**Work to do**: Offset every coordinate in the answers by 77, adding it to each x and y value. Rewrite the entries below from the line containing "golden reed, placing a dot on each." through the end of the entries, both ends included, keeping every line of text and leaving the pictures out.

**Exercise data**:
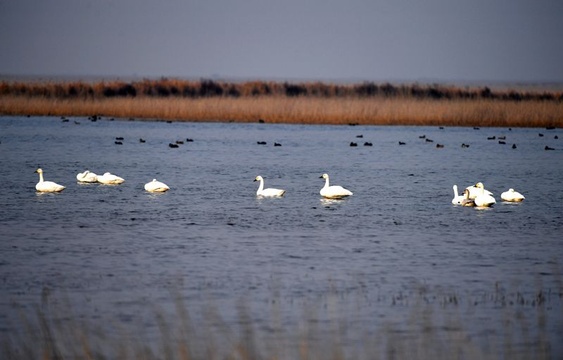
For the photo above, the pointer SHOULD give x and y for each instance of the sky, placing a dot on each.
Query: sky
(512, 41)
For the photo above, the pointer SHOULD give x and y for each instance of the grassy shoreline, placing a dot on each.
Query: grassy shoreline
(315, 103)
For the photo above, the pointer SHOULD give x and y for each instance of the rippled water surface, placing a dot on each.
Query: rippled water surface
(117, 253)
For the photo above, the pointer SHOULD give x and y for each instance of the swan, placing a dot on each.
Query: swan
(47, 186)
(156, 186)
(87, 176)
(474, 191)
(483, 199)
(512, 196)
(110, 179)
(457, 198)
(334, 191)
(270, 192)
(466, 200)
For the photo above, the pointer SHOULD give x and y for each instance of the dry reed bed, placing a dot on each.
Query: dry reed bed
(432, 328)
(300, 110)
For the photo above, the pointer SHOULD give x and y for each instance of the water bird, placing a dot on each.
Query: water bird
(457, 198)
(156, 186)
(87, 176)
(269, 192)
(47, 186)
(110, 179)
(483, 199)
(466, 200)
(334, 191)
(512, 196)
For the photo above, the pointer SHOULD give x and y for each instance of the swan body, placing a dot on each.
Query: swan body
(270, 192)
(474, 190)
(110, 179)
(334, 191)
(512, 196)
(466, 200)
(47, 186)
(156, 186)
(87, 176)
(457, 200)
(483, 199)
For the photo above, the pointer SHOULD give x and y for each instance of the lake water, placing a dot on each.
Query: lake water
(116, 255)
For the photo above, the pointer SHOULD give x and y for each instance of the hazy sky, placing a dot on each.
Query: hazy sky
(434, 40)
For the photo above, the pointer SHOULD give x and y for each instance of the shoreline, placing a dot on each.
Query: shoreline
(300, 110)
(288, 103)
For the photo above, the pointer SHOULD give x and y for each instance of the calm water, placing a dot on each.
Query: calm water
(117, 253)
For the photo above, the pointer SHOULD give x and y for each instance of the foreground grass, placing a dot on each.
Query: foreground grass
(432, 327)
(301, 110)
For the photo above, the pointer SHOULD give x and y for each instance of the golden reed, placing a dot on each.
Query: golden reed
(316, 103)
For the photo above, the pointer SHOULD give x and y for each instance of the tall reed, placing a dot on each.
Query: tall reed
(302, 110)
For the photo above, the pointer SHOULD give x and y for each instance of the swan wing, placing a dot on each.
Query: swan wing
(271, 192)
(156, 186)
(335, 192)
(48, 186)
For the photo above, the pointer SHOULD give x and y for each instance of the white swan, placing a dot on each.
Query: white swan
(270, 192)
(466, 200)
(333, 192)
(512, 196)
(483, 199)
(156, 186)
(110, 179)
(87, 176)
(474, 191)
(457, 198)
(47, 186)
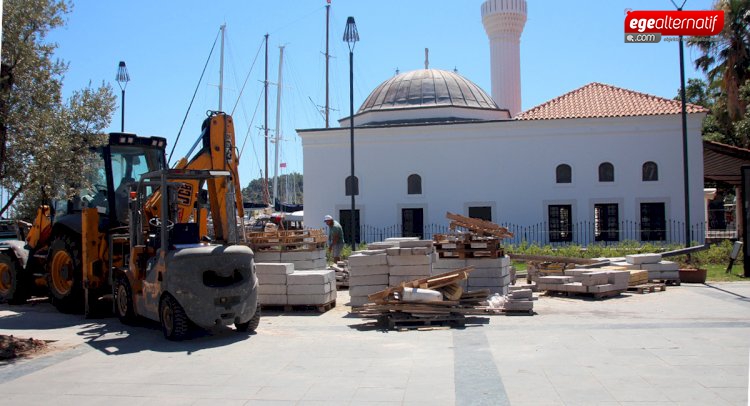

**Solution**:
For the photo above, the pointer SHOULD give x and y for each instance of the golden reed, placing a dot on each.
Query: golden reed
(393, 180)
For the photo above, the pointer SHOULD give x and y for each instance of the tall reed, placing a dot on each.
Query: tall reed
(379, 187)
For the photo above, the pointer SHOULD give x and y for each instance of the swan wing, placing a dot on each.
Query: swan wing
(348, 269)
(233, 263)
(412, 269)
(125, 263)
For the photo above, the pointer SHOULD give x and y for each instance of the white swan, placing a dot on each.
Query: white swan
(347, 269)
(543, 277)
(410, 269)
(589, 273)
(560, 276)
(233, 263)
(187, 256)
(164, 253)
(551, 268)
(534, 275)
(124, 263)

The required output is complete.